Entries listed in a dataset:

□ □ □ □ □ □ □

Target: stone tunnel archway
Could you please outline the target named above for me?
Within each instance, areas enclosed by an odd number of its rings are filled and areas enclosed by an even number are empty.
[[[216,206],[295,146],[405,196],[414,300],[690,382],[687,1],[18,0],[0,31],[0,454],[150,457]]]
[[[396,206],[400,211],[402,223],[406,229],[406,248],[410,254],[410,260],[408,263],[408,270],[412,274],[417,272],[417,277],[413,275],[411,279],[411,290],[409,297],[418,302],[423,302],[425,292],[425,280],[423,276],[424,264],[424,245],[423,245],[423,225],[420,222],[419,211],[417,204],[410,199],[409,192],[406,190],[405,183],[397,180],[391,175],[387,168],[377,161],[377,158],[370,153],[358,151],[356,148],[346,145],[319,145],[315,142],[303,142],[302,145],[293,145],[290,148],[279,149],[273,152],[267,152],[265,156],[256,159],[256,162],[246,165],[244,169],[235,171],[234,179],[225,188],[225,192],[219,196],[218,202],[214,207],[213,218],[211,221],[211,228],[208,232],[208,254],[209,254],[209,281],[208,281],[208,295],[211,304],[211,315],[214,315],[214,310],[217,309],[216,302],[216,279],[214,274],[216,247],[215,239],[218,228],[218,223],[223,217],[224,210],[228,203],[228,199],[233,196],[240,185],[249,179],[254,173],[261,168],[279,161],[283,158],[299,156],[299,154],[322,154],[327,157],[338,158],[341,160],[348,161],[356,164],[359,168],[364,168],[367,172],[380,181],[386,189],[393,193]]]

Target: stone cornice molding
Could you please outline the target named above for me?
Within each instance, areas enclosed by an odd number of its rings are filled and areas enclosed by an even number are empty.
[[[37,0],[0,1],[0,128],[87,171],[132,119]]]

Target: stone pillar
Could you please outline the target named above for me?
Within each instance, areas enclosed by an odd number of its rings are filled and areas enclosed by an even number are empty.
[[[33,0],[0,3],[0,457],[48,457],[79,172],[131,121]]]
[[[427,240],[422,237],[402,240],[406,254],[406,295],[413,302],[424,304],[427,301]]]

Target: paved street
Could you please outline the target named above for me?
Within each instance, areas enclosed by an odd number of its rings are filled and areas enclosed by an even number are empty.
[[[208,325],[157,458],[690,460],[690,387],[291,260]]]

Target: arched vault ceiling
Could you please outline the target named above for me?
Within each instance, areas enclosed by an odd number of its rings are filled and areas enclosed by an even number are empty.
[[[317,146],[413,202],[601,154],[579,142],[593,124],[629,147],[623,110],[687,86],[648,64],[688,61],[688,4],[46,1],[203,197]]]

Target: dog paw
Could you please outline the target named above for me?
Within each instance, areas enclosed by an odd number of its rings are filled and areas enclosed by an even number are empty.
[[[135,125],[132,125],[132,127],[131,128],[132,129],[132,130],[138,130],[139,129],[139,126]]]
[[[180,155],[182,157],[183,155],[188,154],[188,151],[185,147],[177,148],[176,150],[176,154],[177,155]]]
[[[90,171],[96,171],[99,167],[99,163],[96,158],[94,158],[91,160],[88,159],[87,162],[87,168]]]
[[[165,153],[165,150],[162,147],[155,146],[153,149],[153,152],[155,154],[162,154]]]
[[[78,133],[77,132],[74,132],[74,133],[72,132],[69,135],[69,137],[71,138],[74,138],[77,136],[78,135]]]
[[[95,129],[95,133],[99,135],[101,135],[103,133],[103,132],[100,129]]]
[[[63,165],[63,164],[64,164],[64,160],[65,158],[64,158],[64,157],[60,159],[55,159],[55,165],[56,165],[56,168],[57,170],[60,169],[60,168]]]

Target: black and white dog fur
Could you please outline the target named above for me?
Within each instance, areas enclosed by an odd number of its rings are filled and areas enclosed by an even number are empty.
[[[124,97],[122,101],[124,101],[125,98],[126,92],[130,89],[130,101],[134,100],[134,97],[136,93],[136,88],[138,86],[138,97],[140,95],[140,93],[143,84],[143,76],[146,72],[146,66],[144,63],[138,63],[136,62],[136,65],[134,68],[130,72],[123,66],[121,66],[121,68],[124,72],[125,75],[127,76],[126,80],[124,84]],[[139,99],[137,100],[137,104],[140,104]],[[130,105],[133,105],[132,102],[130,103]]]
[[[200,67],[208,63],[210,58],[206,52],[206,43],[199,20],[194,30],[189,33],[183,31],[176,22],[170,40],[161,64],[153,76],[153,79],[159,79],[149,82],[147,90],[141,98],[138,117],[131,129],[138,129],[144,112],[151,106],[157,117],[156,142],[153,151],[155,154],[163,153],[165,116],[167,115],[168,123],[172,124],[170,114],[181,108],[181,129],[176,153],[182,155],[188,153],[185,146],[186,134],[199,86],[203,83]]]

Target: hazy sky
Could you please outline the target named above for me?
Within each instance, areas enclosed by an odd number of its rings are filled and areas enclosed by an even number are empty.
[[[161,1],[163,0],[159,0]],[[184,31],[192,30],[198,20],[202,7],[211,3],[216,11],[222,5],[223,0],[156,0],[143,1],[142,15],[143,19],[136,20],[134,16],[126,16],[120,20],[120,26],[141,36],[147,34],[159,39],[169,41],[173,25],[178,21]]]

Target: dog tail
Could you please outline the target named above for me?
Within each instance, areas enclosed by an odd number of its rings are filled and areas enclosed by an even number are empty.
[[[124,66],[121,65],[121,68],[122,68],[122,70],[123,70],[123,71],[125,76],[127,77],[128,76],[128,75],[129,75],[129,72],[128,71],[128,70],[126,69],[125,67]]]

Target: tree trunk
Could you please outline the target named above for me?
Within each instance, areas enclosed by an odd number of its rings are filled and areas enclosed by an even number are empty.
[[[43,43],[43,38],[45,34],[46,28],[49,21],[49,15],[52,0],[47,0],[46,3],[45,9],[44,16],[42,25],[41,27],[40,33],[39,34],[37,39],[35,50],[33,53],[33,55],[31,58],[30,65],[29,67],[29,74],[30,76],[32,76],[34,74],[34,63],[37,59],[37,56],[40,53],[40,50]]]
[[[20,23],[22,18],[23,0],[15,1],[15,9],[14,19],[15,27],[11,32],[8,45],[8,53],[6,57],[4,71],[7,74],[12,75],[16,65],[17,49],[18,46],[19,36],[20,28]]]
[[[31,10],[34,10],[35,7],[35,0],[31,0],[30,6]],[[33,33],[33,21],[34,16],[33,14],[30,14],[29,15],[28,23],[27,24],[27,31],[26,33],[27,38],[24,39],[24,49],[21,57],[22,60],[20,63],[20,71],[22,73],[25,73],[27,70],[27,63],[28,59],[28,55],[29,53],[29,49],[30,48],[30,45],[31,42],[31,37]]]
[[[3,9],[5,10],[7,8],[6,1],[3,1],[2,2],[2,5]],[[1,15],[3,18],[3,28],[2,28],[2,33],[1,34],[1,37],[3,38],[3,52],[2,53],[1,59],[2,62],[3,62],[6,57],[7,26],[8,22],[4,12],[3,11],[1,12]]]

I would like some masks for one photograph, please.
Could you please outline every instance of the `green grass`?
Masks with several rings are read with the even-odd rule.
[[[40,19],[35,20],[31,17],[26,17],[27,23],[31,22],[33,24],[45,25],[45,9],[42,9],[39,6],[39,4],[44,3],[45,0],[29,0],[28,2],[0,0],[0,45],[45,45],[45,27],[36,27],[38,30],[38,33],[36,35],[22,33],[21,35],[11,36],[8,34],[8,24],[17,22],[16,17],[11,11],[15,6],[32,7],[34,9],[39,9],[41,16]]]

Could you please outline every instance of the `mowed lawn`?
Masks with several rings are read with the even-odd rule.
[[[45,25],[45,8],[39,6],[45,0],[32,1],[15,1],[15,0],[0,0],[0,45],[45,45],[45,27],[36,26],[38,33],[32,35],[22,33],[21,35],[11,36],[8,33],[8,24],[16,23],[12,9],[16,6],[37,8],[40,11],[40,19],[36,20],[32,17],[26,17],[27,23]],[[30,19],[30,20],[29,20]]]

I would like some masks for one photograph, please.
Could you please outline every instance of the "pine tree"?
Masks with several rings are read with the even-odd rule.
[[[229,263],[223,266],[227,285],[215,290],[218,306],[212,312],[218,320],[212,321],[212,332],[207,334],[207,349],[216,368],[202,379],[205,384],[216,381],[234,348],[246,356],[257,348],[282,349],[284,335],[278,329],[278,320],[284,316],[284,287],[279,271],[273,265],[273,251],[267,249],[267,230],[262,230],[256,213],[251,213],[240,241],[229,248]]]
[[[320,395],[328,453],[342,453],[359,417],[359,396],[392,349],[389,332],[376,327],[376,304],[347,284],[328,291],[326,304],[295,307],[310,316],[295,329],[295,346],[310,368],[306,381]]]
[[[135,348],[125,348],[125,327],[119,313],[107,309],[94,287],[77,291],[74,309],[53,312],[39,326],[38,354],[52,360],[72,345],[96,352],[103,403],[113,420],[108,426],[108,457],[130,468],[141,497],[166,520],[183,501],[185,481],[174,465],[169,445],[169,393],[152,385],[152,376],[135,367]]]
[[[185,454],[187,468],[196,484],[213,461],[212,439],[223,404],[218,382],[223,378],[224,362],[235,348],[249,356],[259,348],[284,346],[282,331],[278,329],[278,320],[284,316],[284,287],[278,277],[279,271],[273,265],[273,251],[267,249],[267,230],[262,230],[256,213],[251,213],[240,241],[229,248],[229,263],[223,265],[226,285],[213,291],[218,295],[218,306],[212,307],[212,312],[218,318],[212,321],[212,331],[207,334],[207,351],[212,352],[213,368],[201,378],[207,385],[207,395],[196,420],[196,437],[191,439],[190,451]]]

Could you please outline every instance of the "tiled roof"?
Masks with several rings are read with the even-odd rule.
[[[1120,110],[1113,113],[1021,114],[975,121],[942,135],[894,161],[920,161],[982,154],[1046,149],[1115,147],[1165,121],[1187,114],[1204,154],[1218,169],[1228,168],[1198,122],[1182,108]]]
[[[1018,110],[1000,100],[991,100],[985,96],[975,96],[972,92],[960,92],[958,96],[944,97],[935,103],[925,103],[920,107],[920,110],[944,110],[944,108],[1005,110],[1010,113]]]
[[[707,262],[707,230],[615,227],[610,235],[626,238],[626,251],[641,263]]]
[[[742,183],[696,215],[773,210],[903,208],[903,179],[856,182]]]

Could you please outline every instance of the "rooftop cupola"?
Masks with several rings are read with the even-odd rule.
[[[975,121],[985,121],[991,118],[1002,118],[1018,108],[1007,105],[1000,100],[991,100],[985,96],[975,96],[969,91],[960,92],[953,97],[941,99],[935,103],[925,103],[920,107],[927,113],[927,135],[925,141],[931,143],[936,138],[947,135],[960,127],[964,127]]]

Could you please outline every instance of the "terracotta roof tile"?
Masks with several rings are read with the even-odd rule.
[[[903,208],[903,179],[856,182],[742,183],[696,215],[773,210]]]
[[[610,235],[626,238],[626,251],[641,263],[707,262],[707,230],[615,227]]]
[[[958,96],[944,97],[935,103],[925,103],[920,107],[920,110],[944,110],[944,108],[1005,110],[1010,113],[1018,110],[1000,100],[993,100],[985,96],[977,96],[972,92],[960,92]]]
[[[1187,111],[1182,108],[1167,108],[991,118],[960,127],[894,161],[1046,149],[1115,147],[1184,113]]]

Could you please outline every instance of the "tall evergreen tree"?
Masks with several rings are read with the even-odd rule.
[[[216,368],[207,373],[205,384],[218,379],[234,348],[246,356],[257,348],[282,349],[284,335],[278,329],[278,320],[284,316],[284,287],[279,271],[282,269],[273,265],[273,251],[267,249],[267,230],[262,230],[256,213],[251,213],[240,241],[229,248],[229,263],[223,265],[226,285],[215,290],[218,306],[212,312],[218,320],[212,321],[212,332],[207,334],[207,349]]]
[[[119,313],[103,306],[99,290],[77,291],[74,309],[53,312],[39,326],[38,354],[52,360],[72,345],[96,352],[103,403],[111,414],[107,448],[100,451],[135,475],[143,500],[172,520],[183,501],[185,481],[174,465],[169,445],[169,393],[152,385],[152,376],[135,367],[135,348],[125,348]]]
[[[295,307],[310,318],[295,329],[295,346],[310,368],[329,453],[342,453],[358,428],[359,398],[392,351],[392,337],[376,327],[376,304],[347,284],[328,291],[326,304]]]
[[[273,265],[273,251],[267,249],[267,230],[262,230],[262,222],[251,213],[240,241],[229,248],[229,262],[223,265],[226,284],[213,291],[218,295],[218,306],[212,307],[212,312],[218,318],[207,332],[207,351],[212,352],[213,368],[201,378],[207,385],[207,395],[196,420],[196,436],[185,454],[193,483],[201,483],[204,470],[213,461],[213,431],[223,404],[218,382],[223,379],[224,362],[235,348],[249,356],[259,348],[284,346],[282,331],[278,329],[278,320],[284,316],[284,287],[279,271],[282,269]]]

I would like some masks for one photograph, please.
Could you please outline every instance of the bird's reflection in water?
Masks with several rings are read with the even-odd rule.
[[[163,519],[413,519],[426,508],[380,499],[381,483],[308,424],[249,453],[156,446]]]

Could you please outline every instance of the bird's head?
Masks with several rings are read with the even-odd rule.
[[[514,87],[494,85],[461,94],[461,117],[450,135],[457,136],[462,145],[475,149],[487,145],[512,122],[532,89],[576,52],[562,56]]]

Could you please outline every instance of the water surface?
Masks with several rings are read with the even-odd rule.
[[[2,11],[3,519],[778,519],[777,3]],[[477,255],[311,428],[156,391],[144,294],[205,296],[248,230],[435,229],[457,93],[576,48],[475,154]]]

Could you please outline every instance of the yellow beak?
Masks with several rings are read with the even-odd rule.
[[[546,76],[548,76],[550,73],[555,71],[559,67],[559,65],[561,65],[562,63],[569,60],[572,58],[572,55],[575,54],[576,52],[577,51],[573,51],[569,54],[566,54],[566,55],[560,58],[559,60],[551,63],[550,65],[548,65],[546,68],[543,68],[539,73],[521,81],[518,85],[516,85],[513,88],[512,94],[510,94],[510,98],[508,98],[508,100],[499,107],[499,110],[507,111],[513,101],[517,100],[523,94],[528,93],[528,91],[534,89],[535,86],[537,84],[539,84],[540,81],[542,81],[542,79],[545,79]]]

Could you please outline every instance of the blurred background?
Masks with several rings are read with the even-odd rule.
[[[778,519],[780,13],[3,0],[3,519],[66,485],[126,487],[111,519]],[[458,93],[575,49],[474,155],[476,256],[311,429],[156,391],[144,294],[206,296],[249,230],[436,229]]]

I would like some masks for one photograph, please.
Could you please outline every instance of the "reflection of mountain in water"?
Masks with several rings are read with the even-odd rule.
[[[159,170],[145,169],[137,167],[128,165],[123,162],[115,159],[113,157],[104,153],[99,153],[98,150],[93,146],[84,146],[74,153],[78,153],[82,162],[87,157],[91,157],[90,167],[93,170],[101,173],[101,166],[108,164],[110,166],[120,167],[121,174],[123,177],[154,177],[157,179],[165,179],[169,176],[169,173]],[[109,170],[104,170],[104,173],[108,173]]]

□ □ □ □ □ □ □

To do
Put every line from the first entry down through the line containing "[[[37,0],[0,1],[0,128],[87,171],[132,119]]]" into a Markdown table with the columns Row and Line, leaving out blank lines.

Solution for this problem
| Row | Line |
|---|---|
| 1 | Target: stone tunnel archway |
| 2 | Could you please outline the target named above for me? |
| 3 | Within each instance, areas enclosed by an odd number of its rings are filled and areas enclosed by an even number are empty. |
| 4 | [[[216,206],[295,146],[405,196],[414,300],[690,382],[687,1],[18,0],[0,31],[0,454],[150,457]]] |
| 5 | [[[396,206],[400,211],[402,223],[406,229],[406,248],[410,254],[410,260],[408,263],[408,270],[412,274],[417,272],[417,277],[413,275],[411,279],[411,290],[409,297],[418,302],[423,302],[425,292],[425,280],[423,276],[424,264],[424,245],[423,245],[423,225],[420,222],[419,211],[417,204],[410,199],[409,192],[406,190],[405,183],[397,180],[391,175],[387,168],[377,161],[377,158],[370,153],[358,151],[356,148],[346,145],[319,145],[315,142],[303,142],[302,145],[293,145],[290,148],[279,149],[273,152],[267,152],[265,156],[256,159],[256,162],[246,165],[244,169],[235,171],[234,179],[225,188],[225,192],[219,196],[218,202],[214,207],[213,218],[211,221],[211,228],[208,232],[208,254],[209,254],[209,281],[208,281],[208,295],[211,304],[211,315],[214,315],[214,310],[217,309],[216,302],[216,279],[214,274],[216,247],[215,239],[218,228],[218,223],[223,217],[224,210],[228,203],[228,199],[233,196],[240,185],[249,179],[254,173],[261,168],[279,161],[283,158],[299,156],[299,154],[322,154],[327,157],[338,158],[341,160],[348,161],[356,164],[359,168],[364,168],[367,172],[380,181],[386,189],[393,193]]] |
| 6 | Target: stone cornice molding |
| 7 | Could you please outline the target named above for me? |
| 8 | Within each instance, areas enclosed by an odd number of its rings are filled and areas enclosed by an even number are empty. |
| 9 | [[[37,0],[0,1],[0,128],[87,171],[132,119]]] |